What to work on
Please copy out the lines in the entries that contain "instance".

Data under study
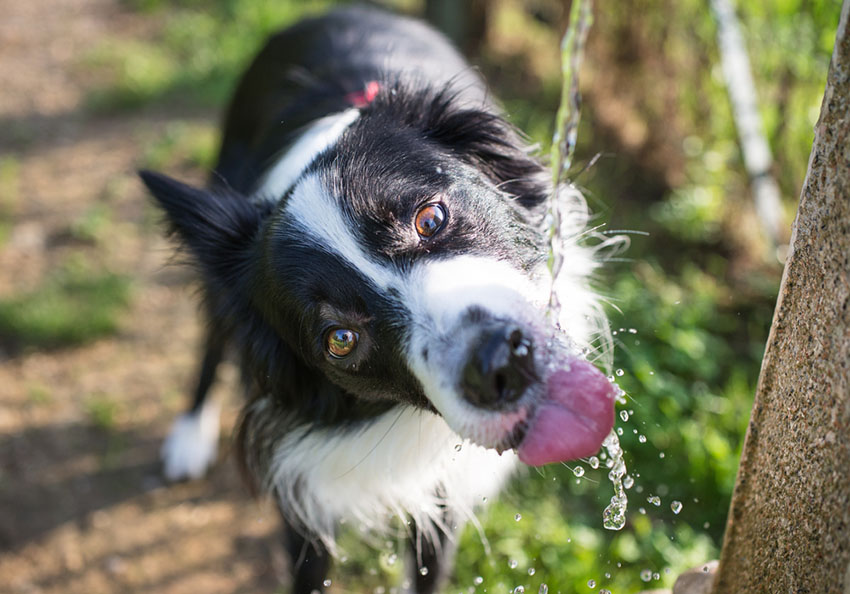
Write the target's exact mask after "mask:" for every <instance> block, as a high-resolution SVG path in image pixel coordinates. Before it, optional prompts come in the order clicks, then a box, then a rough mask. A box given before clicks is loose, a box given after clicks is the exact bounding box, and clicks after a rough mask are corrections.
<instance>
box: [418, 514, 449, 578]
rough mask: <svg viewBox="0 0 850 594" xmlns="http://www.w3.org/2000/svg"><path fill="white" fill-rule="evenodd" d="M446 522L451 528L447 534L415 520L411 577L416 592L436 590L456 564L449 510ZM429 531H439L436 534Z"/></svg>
mask: <svg viewBox="0 0 850 594" xmlns="http://www.w3.org/2000/svg"><path fill="white" fill-rule="evenodd" d="M444 521H445V526H447V527H448V529H449V530H451V531H452V532H450V533H449V534H446V533H445V532H443V531H442V530H441V529H440V528H437V527H435V526H428V527H427V528H430V530H423V529H422V527H420V526H419V525H417V524H413V529H412V530H411V537H410V543H409V544H410V552H411V557H412V562H411V563H410V564H409V567H410V572H411V575H410V581H411V583H412V584H413V590H412V591H413V592H415V593H416V594H434V593H435V592H438V591H439V589H440V586H442V585H443V583H444V582H445V580H446V577H448V575H449V574H450V573H451V571H452V567H453V565H454V554H455V547H456V544H455V539H454V538H452V534H453V532H454V528H455V527H454V525H453V520H452V518H451V517H449V516H448V514H446V517H445V518H444ZM429 535H435V536H433V538H431V537H429Z"/></svg>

Output for this task
Write the target's exact mask after "mask:" for every <instance> block, as a high-resolution SVG path in image pixel coordinates. Before it, optional prompts come in the order clicks, then a box, then a rough mask. A box given before clicks is loose, a box given after clicks is the exact bounding box, and clicks after a rough mask are corrections.
<instance>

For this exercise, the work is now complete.